◆ **Task requirements**
Count the lines in the rows below that contain the string "monitor". Reply with only that number.

Point labeling examples:
_ _ _ _ _ _ _

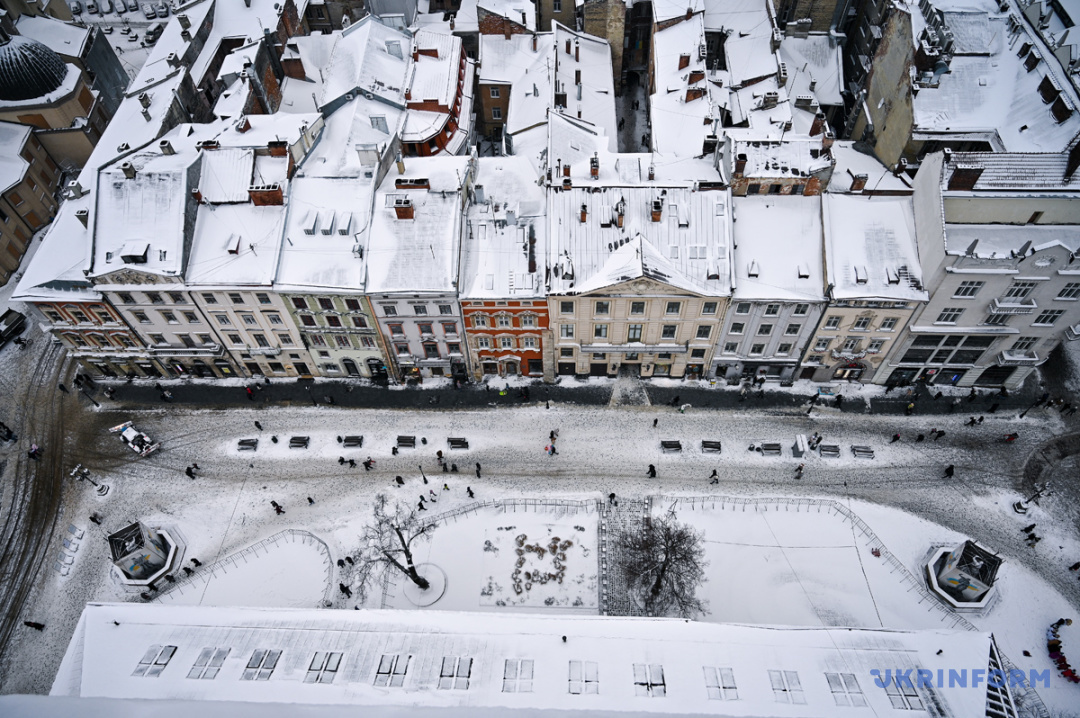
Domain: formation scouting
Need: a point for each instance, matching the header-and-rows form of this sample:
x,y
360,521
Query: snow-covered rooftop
x,y
688,247
12,165
505,226
778,251
869,247
418,255
616,663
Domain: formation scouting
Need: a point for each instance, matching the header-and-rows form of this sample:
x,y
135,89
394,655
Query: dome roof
x,y
28,69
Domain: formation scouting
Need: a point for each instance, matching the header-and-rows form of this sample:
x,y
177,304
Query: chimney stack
x,y
404,208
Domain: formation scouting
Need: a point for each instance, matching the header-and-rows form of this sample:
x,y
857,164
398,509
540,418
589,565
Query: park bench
x,y
771,449
829,450
862,451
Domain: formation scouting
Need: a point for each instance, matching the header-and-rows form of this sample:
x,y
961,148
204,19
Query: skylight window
x,y
154,661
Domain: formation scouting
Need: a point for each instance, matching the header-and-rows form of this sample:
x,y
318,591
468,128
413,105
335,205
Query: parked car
x,y
153,32
12,324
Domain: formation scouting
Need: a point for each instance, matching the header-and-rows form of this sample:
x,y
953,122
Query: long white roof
x,y
111,639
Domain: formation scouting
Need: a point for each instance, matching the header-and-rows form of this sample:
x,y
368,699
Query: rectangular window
x,y
903,695
1020,289
1047,317
948,315
455,674
208,663
517,676
154,661
720,683
649,680
584,678
1070,290
392,669
966,289
323,667
260,665
846,689
786,687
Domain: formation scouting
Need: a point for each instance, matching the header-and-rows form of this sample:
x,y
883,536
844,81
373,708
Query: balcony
x,y
1017,359
1011,306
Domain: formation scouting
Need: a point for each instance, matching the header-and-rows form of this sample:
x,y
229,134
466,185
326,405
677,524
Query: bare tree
x,y
388,542
663,565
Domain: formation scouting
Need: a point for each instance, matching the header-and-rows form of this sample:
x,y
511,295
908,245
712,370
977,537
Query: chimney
x,y
964,176
740,164
403,208
266,195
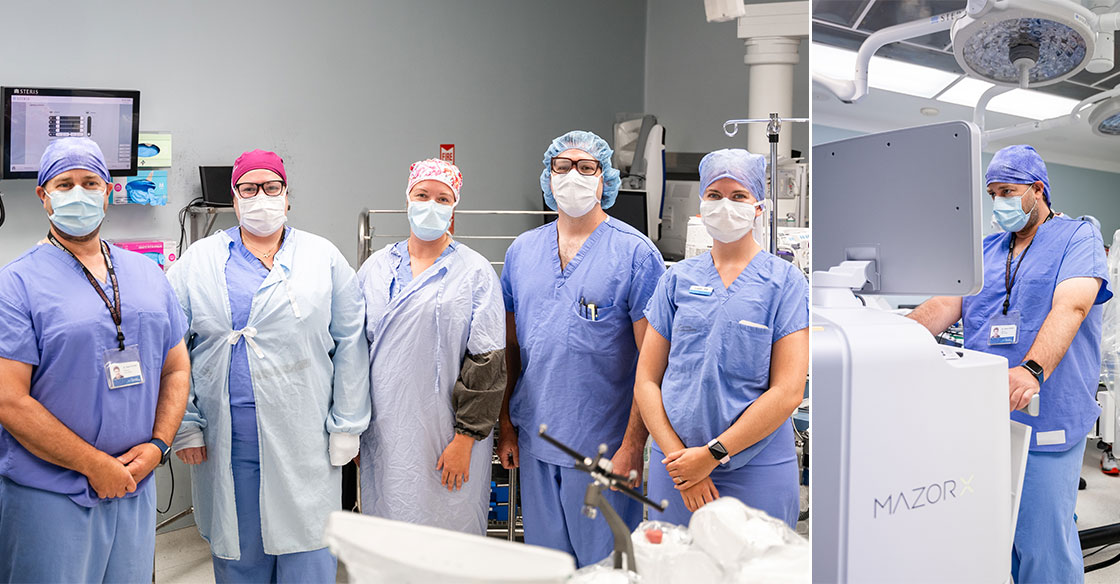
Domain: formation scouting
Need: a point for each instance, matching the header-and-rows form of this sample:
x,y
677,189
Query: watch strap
x,y
718,452
165,450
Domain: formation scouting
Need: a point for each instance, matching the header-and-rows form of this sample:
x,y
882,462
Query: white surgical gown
x,y
419,336
307,357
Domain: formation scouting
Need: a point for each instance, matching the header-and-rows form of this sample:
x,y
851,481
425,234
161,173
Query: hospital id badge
x,y
1004,328
122,368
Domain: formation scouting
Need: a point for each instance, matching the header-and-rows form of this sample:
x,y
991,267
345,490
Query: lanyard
x,y
1008,275
114,307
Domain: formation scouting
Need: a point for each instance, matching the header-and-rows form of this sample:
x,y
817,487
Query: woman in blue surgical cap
x,y
722,365
436,327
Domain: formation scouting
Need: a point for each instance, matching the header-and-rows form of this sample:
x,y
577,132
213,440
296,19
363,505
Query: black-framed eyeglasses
x,y
563,166
250,189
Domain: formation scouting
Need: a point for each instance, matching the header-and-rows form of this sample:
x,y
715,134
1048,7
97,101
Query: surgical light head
x,y
591,145
1030,43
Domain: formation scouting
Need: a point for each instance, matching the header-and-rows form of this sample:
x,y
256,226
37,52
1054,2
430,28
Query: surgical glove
x,y
343,447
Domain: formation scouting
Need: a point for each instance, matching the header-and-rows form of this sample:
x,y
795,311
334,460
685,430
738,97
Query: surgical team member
x,y
280,386
725,360
77,446
1044,283
437,365
575,290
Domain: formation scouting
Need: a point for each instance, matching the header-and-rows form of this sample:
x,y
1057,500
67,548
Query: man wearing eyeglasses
x,y
575,293
1045,280
93,383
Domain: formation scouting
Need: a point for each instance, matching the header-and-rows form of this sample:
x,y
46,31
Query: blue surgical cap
x,y
1018,165
67,154
745,168
591,145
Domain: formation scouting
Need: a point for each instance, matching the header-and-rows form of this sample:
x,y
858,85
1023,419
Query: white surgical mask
x,y
77,212
575,193
727,220
429,220
262,215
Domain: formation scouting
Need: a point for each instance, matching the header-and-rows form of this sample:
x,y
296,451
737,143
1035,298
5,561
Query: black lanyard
x,y
1008,275
114,307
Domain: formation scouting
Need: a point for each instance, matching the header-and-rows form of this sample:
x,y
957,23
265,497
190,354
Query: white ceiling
x,y
883,110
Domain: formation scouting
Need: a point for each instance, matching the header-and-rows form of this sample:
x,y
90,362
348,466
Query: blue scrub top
x,y
244,275
720,341
403,270
577,374
1063,248
53,320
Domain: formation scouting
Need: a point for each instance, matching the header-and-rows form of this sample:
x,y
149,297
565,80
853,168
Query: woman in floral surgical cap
x,y
436,325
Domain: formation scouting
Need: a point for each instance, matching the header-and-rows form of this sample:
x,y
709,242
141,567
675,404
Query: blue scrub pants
x,y
255,566
1046,546
552,500
772,488
46,537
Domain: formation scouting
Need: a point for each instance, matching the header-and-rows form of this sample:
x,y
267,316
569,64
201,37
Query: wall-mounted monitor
x,y
34,117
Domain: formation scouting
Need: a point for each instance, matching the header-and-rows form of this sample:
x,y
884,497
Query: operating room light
x,y
1050,42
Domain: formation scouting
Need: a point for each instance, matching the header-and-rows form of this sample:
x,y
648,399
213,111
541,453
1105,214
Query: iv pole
x,y
773,127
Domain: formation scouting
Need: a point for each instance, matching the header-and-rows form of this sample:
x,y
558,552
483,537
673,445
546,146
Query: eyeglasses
x,y
586,167
250,189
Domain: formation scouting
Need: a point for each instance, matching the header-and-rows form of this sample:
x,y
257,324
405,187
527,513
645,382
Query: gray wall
x,y
348,92
1073,191
696,79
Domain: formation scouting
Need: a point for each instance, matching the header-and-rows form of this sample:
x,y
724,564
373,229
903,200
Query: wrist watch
x,y
1035,370
718,452
164,450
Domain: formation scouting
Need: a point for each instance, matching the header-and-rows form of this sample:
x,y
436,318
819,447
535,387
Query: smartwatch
x,y
1035,370
164,448
718,452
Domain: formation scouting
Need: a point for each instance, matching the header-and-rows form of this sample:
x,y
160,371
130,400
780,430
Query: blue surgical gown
x,y
420,331
53,320
1062,249
720,341
309,373
577,374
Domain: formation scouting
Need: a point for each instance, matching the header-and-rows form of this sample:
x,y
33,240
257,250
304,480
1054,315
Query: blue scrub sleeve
x,y
643,283
792,311
660,311
350,408
18,341
506,279
1084,258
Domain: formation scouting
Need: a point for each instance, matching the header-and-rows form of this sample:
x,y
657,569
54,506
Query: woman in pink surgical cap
x,y
279,391
436,326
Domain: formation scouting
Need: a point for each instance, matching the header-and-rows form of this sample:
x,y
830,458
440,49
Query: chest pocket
x,y
599,339
745,352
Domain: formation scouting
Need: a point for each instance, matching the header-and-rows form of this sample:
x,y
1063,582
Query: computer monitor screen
x,y
630,207
216,184
910,198
34,117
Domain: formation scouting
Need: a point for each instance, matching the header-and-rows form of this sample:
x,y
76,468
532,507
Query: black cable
x,y
170,497
1107,563
183,222
1098,550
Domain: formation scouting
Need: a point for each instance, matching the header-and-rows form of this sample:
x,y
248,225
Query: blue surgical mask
x,y
77,212
1009,214
429,220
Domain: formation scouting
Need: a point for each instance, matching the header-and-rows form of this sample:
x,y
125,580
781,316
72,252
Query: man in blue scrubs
x,y
1045,280
93,383
575,292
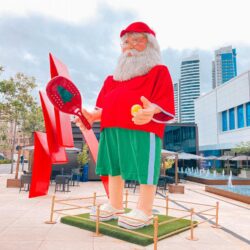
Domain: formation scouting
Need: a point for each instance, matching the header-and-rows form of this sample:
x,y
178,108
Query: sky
x,y
85,36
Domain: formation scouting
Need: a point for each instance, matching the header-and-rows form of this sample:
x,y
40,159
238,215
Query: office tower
x,y
177,100
189,88
224,65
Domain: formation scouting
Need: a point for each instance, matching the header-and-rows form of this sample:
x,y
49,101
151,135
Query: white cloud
x,y
179,24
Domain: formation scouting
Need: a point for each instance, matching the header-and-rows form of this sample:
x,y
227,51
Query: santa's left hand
x,y
145,115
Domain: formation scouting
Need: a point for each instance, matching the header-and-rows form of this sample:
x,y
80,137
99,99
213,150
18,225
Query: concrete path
x,y
22,224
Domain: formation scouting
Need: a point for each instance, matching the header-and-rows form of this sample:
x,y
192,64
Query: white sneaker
x,y
107,212
135,219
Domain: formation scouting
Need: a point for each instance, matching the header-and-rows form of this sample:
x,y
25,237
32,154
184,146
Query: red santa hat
x,y
137,27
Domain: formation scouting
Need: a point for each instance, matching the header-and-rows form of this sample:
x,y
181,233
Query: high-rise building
x,y
177,100
189,88
224,65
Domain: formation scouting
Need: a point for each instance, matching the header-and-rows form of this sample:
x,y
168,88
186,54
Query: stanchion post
x,y
156,224
126,199
217,216
191,237
97,233
94,199
167,200
52,211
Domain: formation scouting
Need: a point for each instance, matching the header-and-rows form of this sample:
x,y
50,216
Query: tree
x,y
242,148
16,101
83,157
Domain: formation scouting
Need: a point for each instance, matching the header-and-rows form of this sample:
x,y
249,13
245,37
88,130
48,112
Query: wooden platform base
x,y
16,183
177,189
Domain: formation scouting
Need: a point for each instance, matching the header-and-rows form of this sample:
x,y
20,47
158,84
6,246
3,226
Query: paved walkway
x,y
22,224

_ _ _ _ _ _ _

◆ **Full solution**
2